Objective A: Translate this sentence from the cycling forum thread into Spanish: "I hope to get a chance to actually meet the guy."
━━━
If anyone is coming in for it, I'd be happy to give hotel/restaurant advice.


----------



## Rickyracer

I'll be there. Looking forward to it. I'll be coming in hot from Birmingham.

Anyone know what they have planned for after ride? Also looking for dinner recommendations..?


----------



## litespeedchick

I note that one of their sponsors is Table 301, a group that owns a bunch of higher-end restaurants in Greenville (Soby's, Devereaux's, etc.) I've heard speculation that they will do the food, in which case, it might be a lot better than your average post-race food. Also, pure speculation, New Belgium Brewing is a sponsor. I've been to bike races before where they brought the beer on tap, and it was pretty good (if it's them, get the IPA). 

As for diiner, Greenville is known for it's chain restaurants. Even the better places like the ones mentioned above are none too exciting. Given that La Bastide is about half way between Greenville SC and Asheville, NC...I personally would stay in Asheville and enjoy the food and beer scene up there. Closer to La Bastied is Flat Rock and Hendersonville where there are two great places owned by the same people, Flat Rock Village Bakery and West 1st in h'ville. You could google. I'ts wood-fired (really, seriously, you should see the hand-built ovens) pizza +. Otherwise, in G'ville there is American Grocery for Hi-end, Pita House for locally popular middle eastern, The Owl, a funky experimental place where you never know what you'll get. Koji the best sushi in town.


----------



## oldroadie_nc

LSC - I am signed up for the Gran Fondo and looking forward to it, though feeling a little like a chump after George's announcement today, especially since I expected it to come out sooner or later (I was hoping for later). Anyway, though I've ridden a fair amount in the NC and VA mountains, I haven't ridden any of the climbs on the GF and was wondering what is your low gear for Skyuka? From the profile it looks to be the toughest of the 3 climbs.


----------



## Rickyracer

Oldroadie, 
No need to feel like a chump. Personally, I'm glad this has come out just before the fondo. It give me more reason to support the man. 
Over past couple years, one can only assume doping was prevalent within the sport and unfortunately our beloved US cycling heros were not immune to the temptations. 

I hope to get a chance to actually meet the guy.


----------



## litespeedchick

oldroadie_nc said:


> LSC - I am signed up for the Gran Fondo and looking forward to it, though feeling a little like a chump after George's announcement today, especially since I expected it to come out sooner or later (I was hoping for later). Anyway, though I've ridden a fair amount in the NC and VA mountains, I haven't ridden any of the climbs on the GF and was wondering what is your low gear for Skyuka? From the profile it looks to be the toughest of the 3 climbs.


I have a standard crankset on the front and a 26 on the rear. It meets my needs almost all the time, but every time I start up Skyuka/White Oak, I begin to comtemplate a compact. Or a triple ;-) Seriously, it's hard for me to say what you might want. I'm a female masher (mtb background) weigh 110-ish and like to climb. My 220 lb. powerlifter husband has a 27. I know lots of good riders that have compacts. Hard to say.
━━━
Objective B: Substitute "open-ended" for "free-form" in the listing from its first line up to and including the line with "[179,9,194,66]". Give back only those lines with everything else unchanged, and leave out the pictures.

Object detection records:
━━━
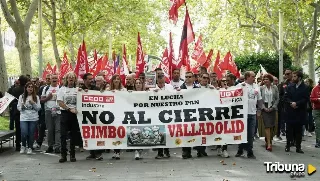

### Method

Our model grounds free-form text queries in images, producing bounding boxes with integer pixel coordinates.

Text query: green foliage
[235,52,297,77]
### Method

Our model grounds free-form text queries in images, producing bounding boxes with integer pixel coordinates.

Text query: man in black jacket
[276,69,293,140]
[284,71,309,153]
[180,72,199,159]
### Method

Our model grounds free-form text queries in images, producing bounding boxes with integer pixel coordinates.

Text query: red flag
[89,49,98,74]
[213,51,222,79]
[59,52,70,84]
[52,65,57,73]
[169,0,185,24]
[168,32,176,79]
[136,33,145,76]
[42,63,53,80]
[160,48,170,82]
[220,52,240,77]
[202,49,213,69]
[191,35,207,65]
[74,41,89,78]
[179,9,194,66]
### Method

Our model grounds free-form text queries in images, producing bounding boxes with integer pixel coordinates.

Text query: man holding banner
[236,71,262,159]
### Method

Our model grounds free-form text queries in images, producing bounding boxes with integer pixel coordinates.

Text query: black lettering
[122,111,137,124]
[231,105,243,119]
[99,111,114,124]
[82,111,98,124]
[159,110,172,123]
[215,107,230,120]
[183,109,197,122]
[138,111,151,124]
[198,108,214,121]
[174,110,182,123]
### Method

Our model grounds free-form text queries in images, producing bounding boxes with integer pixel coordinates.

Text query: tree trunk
[15,28,32,75]
[308,46,316,81]
[51,30,61,68]
[0,19,8,94]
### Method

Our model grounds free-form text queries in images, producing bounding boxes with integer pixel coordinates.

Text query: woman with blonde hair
[57,72,79,163]
[17,82,41,154]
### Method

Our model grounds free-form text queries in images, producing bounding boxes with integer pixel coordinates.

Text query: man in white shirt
[170,69,183,89]
[236,71,262,159]
[41,74,60,153]
[150,74,174,159]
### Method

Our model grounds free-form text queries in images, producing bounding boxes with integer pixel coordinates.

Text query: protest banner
[77,87,248,150]
[0,92,15,114]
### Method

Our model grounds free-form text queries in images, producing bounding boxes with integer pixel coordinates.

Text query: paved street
[0,137,320,181]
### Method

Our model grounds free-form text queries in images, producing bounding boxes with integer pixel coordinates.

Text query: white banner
[0,92,15,114]
[77,87,248,150]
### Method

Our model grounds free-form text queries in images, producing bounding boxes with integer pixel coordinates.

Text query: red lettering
[82,126,90,139]
[117,126,126,138]
[216,122,223,134]
[82,95,114,103]
[108,126,117,138]
[206,122,214,135]
[183,124,191,136]
[93,126,107,138]
[236,120,244,133]
[168,125,176,137]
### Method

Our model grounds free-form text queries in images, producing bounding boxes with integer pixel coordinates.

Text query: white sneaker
[134,150,140,160]
[20,146,26,154]
[27,148,32,155]
[307,132,312,137]
[116,153,120,160]
[221,150,229,158]
[217,148,222,156]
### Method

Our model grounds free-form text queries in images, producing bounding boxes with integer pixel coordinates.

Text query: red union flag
[136,33,145,76]
[169,0,185,24]
[191,35,207,65]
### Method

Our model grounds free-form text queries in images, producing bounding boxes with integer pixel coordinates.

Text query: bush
[235,52,301,77]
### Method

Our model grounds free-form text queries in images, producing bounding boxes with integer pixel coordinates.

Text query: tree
[1,0,39,75]
[235,52,297,76]
[0,18,8,93]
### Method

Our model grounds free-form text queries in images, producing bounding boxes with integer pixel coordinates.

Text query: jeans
[238,114,257,155]
[20,121,37,148]
[37,110,46,146]
[312,110,320,144]
[60,111,79,156]
[45,110,61,149]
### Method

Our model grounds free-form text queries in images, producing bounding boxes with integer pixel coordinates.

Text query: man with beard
[180,71,199,159]
[277,69,293,140]
[9,75,29,151]
[284,71,309,153]
[79,73,103,160]
[41,74,60,153]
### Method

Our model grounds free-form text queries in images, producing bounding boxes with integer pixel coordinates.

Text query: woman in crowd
[57,72,79,163]
[106,74,126,160]
[260,74,279,151]
[303,78,314,137]
[17,82,41,154]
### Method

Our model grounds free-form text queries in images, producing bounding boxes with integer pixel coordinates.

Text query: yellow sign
[308,164,317,175]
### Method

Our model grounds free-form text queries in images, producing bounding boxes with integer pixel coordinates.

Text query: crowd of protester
[0,67,320,163]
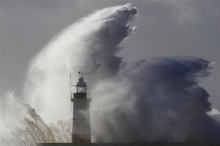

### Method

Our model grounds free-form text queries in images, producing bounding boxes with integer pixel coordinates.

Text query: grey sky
[0,0,220,110]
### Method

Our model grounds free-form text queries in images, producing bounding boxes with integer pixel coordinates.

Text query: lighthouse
[71,72,92,143]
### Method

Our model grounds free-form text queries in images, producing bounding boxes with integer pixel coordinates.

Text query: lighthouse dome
[77,77,86,86]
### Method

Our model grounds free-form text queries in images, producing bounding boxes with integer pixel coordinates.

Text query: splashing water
[1,4,220,145]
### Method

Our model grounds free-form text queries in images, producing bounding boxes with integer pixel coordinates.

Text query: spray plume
[1,4,220,145]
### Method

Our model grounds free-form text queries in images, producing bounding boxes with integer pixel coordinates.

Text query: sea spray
[1,4,220,145]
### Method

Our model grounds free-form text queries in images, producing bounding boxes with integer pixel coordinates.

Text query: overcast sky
[0,0,220,110]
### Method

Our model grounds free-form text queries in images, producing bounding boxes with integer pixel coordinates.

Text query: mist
[1,4,220,145]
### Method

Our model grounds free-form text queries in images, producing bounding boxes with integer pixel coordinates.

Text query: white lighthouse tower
[71,72,91,143]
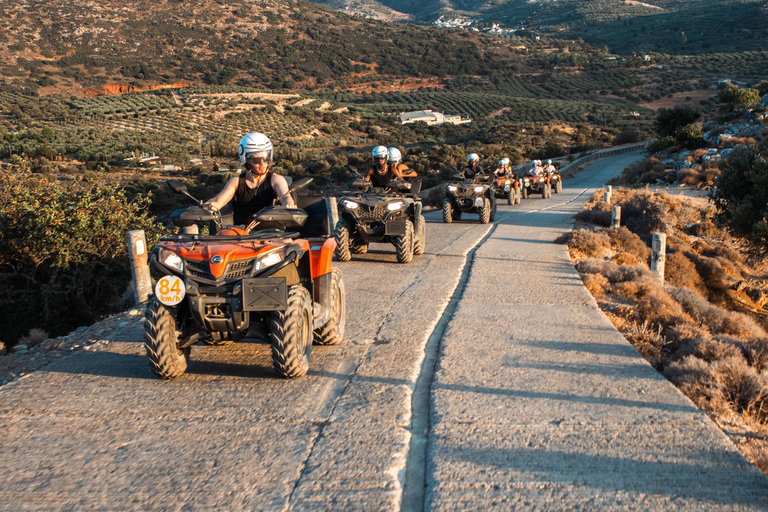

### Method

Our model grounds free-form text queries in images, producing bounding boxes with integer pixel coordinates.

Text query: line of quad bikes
━━━
Task response A: Espero tener la oportunidad de conocer en persona a ese tipo.

Task response B:
### Method

Our model grounds open-ended text queries in images, producing bounding boxes with integer pixel coordinates.

Text query: green foliage
[235,52,297,77]
### Method

Our model grounds open-ended text queries in images, producing bounding boxes with integer pixel coordinates.

Text query: man in black jacket
[276,69,293,140]
[284,71,309,153]
[180,72,199,159]
### Method

Our model grounds open-ended text queries in images, producing bounding boxes with integer pixel coordinates.

Text query: red flag
[89,49,98,74]
[213,51,222,79]
[59,52,70,84]
[52,65,57,73]
[169,0,185,24]
[168,32,176,79]
[136,33,145,76]
[42,63,53,80]
[160,48,170,82]
[220,52,240,77]
[202,49,213,69]
[191,35,207,65]
[74,41,89,78]
[179,9,194,66]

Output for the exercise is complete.